A block of data:
########################################

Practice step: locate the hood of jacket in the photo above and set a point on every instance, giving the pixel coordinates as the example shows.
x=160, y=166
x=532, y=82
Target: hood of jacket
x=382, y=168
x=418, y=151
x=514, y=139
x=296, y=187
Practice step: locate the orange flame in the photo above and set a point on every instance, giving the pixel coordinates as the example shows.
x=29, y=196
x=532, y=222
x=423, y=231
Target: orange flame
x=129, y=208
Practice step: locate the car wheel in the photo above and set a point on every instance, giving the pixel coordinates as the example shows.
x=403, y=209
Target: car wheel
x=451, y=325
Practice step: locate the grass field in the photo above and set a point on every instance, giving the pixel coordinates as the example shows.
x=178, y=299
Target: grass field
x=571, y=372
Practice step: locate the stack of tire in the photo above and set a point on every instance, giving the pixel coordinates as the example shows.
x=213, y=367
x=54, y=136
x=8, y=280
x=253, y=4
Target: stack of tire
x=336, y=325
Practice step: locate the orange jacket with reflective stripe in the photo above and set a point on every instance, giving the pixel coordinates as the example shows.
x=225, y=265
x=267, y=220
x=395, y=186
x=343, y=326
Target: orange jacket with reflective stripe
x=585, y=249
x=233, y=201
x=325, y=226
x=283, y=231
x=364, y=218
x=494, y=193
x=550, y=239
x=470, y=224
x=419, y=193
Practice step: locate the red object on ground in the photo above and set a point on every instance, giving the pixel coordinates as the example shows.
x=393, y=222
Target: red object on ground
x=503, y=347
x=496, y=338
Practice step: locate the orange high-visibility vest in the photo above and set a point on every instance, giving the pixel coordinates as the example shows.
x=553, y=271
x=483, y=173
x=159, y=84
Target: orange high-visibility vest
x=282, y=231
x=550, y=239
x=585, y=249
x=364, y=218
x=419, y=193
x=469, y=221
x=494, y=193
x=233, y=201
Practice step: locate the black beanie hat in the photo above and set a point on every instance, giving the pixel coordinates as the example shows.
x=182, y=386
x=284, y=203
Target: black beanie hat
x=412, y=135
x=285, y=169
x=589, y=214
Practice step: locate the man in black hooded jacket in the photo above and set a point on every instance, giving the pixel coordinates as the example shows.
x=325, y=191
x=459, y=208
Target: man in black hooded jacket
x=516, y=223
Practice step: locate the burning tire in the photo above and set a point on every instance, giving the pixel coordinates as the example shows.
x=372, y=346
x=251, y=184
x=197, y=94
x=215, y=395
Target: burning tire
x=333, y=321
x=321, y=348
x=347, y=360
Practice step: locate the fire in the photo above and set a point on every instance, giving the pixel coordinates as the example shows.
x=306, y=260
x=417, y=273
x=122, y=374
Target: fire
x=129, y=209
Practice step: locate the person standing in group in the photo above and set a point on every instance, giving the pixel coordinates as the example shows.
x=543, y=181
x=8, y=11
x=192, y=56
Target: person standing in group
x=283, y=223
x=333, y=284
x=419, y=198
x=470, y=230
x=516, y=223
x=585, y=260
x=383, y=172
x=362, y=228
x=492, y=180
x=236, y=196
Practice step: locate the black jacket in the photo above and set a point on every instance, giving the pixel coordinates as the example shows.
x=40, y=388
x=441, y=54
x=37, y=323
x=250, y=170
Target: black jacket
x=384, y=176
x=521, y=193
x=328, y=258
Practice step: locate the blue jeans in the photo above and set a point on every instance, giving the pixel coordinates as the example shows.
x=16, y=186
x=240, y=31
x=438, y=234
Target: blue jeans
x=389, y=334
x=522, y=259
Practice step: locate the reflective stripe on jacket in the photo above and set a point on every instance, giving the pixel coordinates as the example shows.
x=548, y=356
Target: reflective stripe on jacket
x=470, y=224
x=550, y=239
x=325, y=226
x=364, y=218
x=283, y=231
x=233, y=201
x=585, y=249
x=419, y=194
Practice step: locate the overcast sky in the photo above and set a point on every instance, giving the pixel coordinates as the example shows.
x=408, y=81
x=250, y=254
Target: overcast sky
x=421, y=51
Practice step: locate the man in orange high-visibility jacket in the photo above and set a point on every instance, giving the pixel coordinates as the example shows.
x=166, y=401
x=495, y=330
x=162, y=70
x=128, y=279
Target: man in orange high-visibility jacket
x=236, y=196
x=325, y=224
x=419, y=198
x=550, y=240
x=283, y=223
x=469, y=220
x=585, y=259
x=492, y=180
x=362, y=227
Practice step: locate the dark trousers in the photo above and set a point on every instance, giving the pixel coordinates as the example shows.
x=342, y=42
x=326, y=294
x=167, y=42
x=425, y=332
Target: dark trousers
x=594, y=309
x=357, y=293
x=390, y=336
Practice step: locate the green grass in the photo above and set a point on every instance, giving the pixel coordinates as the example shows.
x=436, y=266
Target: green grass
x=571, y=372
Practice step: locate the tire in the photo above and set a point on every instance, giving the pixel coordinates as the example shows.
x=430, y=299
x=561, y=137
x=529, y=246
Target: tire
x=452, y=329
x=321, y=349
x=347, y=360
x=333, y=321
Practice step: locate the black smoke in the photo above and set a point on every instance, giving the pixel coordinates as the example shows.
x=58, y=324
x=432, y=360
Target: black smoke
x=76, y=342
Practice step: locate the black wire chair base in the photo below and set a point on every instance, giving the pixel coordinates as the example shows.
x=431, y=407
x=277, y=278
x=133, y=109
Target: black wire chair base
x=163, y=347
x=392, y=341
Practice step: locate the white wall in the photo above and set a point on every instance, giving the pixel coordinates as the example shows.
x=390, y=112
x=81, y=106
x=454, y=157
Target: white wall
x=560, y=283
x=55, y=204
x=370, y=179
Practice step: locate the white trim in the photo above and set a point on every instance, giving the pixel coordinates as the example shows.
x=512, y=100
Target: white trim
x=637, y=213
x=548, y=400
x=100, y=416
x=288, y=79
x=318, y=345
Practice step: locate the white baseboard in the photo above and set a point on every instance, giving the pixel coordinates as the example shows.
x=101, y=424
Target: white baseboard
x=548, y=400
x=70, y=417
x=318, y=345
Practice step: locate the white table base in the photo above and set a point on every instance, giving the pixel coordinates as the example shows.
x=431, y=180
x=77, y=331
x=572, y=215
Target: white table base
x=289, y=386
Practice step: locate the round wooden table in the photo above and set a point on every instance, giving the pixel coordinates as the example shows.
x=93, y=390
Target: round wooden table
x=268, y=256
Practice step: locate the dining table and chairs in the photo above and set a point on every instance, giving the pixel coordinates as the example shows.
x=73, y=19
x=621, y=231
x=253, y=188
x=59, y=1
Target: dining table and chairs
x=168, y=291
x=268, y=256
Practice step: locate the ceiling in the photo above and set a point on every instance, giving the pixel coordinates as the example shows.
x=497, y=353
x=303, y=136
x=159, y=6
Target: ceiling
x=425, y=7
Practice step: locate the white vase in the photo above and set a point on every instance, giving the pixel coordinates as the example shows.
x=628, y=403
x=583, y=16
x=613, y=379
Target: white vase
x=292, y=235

########################################

Task instructions —
Rewrite the lines starting at the one containing "Practice step: locate the green" and ending at the one containing "x=392, y=341", changing "Practice step" to "Exercise step" everywhere and leaving all else unchanged.

Answer to this task —
Exercise step: locate the green grass in the photo above and set a point on every instance, giving the pixel coordinates as the example shows.
x=436, y=266
Target: green grass
x=571, y=372
Exercise step: locate the tire in the photo above and set a point on every instance, giving the pixel coordinates as the example shows.
x=430, y=299
x=561, y=137
x=529, y=246
Target: tire
x=452, y=329
x=321, y=349
x=347, y=360
x=333, y=321
Exercise step: locate the black smoke in the photo above and set a point on every instance, giving the pixel coordinates as the example shows.
x=58, y=324
x=432, y=360
Target: black smoke
x=76, y=342
Exercise step: locate the black wire chair base in the photo below and set a point on every instance, giving the pixel coordinates as the example shows.
x=431, y=407
x=277, y=278
x=133, y=109
Target: black wire chair base
x=163, y=347
x=392, y=341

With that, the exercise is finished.